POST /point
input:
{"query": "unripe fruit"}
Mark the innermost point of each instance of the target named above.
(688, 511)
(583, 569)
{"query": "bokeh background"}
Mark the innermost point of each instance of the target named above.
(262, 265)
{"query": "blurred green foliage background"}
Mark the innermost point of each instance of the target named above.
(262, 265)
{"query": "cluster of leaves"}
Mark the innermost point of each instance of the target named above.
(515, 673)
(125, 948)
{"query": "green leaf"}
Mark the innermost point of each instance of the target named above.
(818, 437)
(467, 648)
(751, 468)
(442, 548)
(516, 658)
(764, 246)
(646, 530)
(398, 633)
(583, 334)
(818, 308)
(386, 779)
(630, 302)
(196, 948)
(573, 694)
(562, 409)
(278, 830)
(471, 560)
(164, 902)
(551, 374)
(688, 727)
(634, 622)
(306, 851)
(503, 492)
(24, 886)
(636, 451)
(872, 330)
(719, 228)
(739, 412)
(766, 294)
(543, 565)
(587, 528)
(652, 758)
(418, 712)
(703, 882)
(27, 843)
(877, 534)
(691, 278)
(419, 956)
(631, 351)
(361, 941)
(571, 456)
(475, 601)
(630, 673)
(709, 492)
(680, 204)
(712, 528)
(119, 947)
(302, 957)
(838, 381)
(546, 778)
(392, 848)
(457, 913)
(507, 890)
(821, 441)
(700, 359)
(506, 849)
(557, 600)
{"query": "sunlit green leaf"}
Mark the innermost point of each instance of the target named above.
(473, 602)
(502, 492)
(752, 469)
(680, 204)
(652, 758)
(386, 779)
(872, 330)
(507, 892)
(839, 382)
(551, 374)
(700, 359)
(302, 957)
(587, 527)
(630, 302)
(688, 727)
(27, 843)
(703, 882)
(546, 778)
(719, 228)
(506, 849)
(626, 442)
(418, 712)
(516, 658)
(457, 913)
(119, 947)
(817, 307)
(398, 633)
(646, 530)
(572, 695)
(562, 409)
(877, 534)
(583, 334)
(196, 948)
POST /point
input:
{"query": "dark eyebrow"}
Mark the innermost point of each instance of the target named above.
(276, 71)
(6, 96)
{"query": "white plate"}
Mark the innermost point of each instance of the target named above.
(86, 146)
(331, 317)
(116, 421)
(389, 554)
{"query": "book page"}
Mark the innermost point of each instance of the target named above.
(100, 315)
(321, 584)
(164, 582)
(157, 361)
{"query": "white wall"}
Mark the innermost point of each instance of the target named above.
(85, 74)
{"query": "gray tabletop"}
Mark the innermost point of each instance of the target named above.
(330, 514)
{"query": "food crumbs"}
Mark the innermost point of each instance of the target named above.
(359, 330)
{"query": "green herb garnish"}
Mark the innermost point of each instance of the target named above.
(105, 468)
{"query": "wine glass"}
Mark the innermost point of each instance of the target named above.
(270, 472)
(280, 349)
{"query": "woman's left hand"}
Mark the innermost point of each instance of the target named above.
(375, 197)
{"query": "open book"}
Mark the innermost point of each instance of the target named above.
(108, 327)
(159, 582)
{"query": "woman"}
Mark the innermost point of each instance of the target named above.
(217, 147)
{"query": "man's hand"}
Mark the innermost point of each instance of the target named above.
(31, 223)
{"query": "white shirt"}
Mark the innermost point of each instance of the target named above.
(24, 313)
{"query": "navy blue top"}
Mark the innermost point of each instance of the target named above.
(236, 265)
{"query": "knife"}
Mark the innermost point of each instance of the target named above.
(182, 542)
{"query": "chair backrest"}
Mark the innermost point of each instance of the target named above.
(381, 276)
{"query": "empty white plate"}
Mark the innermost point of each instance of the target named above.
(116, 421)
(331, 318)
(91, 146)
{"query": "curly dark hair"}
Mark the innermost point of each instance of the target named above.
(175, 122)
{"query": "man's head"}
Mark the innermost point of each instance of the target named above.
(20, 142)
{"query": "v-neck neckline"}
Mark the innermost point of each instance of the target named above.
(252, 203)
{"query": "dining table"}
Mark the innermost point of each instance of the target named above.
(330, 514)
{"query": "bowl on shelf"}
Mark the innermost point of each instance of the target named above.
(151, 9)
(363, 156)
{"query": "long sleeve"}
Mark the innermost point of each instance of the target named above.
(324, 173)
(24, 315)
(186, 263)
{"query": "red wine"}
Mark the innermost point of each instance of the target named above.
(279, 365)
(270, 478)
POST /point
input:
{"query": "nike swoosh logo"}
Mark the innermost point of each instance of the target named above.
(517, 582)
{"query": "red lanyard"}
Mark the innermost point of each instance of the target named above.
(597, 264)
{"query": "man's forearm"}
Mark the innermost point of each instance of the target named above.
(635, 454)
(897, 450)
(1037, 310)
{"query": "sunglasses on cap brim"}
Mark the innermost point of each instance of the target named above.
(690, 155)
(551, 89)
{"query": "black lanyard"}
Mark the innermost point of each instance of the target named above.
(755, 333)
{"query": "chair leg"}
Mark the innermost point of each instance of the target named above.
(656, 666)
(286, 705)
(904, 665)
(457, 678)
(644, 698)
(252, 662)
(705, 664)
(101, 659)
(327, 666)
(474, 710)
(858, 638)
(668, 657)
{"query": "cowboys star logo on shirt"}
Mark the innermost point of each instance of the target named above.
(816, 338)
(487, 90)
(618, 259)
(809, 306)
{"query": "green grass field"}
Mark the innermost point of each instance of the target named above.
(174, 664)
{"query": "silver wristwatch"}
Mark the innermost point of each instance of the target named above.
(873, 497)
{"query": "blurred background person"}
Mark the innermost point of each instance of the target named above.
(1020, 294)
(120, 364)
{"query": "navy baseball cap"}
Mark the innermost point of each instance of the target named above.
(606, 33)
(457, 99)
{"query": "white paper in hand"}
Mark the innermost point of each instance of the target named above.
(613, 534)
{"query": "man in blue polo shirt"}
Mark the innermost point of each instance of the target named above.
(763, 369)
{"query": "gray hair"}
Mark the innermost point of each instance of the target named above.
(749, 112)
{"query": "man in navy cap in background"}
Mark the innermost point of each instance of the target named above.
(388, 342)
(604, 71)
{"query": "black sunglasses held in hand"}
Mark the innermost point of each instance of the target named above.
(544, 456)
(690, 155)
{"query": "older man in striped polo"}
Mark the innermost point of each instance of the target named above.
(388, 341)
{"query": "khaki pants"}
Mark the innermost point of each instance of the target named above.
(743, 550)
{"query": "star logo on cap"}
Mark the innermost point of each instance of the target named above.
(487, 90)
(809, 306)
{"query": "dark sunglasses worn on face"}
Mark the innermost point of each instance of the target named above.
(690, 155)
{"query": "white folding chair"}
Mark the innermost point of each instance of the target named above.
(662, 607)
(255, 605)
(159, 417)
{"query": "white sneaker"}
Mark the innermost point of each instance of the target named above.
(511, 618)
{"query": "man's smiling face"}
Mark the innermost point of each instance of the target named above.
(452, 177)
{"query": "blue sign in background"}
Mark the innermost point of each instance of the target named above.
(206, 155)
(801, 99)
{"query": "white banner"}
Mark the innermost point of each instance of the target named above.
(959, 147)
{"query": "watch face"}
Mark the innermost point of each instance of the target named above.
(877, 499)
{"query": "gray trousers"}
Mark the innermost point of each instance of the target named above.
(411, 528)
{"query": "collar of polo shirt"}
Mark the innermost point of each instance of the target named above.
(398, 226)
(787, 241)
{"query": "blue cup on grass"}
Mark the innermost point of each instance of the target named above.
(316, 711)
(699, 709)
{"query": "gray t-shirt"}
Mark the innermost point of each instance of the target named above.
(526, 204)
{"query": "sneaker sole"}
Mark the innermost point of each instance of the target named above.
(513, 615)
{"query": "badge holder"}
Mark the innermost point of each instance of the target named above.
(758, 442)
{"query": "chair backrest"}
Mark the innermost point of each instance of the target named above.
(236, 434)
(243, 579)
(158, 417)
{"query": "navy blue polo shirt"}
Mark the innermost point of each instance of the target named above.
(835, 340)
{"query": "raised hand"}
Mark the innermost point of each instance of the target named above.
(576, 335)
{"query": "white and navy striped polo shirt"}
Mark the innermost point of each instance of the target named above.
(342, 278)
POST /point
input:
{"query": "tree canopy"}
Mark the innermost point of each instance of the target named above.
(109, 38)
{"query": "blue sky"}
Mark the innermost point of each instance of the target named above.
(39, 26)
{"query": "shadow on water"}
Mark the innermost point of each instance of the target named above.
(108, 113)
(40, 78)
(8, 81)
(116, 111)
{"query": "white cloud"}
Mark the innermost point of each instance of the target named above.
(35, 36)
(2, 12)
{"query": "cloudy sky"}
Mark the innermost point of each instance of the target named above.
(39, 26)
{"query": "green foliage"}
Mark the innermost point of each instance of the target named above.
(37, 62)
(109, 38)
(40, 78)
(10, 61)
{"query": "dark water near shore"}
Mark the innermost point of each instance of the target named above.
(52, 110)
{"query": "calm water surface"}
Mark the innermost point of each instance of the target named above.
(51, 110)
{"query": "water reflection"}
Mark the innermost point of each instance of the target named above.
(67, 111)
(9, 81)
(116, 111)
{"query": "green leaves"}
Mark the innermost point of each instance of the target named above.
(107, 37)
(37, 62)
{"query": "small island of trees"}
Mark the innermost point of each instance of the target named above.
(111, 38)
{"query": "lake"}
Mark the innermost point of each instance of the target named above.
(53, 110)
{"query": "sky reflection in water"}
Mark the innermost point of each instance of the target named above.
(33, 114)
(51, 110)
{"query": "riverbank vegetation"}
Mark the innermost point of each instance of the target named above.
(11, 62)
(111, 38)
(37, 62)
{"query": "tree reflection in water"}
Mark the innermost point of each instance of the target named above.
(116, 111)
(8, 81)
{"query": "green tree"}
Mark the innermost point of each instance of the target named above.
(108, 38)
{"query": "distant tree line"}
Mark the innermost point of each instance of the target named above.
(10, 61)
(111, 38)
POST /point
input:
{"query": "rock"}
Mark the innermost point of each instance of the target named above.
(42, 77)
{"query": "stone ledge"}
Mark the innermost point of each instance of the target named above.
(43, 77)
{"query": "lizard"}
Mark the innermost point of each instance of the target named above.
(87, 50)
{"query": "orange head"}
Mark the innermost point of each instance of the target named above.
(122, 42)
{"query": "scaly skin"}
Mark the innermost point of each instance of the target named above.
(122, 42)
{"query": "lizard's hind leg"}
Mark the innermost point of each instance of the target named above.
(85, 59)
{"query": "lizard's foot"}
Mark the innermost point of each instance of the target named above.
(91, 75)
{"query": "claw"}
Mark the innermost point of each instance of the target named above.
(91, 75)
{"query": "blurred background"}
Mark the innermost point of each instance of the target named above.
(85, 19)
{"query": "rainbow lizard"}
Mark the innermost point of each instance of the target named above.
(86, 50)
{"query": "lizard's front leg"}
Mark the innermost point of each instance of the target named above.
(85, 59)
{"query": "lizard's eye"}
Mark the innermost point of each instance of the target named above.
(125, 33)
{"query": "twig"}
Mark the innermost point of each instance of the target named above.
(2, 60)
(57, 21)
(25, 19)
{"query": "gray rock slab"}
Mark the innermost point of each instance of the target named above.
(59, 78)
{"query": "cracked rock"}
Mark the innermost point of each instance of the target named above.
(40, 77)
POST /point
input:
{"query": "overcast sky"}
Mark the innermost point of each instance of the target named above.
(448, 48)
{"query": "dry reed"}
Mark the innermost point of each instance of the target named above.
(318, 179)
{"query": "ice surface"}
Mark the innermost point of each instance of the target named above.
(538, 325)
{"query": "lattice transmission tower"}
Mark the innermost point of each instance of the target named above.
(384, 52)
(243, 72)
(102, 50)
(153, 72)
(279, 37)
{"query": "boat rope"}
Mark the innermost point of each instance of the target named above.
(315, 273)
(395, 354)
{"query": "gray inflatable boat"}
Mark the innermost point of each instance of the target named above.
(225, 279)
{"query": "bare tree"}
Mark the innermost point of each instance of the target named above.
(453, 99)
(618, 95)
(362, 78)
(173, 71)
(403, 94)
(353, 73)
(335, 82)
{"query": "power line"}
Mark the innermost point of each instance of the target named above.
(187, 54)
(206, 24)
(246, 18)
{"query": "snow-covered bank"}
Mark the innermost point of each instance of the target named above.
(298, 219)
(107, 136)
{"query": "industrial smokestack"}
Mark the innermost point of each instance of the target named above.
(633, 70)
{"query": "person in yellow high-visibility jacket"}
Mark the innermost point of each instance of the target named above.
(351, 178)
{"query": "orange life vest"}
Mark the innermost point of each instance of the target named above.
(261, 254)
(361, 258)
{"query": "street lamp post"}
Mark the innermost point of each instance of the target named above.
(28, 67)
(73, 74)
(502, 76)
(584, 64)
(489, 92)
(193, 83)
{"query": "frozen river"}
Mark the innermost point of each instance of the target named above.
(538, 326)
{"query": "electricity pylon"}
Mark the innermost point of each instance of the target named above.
━━━━━━
**WHAT IS NEEDED**
Quote, without alteration, the final stretch of the entries: the line with "in yellow high-visibility" onward to the last line.

**THE RESPONSE**
{"query": "person in yellow high-visibility jacket"}
Mark the innermost point of each instance of the target named above.
(351, 178)
{"query": "orange life vest"}
Mark the innermost point of each instance of the target named above.
(261, 254)
(361, 258)
{"query": "street lamp post"}
Mark the innermost point of each instance of the target named above.
(28, 67)
(73, 74)
(502, 76)
(584, 64)
(489, 92)
(193, 83)
{"query": "frozen river"}
Mark the innermost point of each instance of the target named above.
(538, 326)
{"query": "electricity pylon"}
Mark the innermost point of each instance of the target named above.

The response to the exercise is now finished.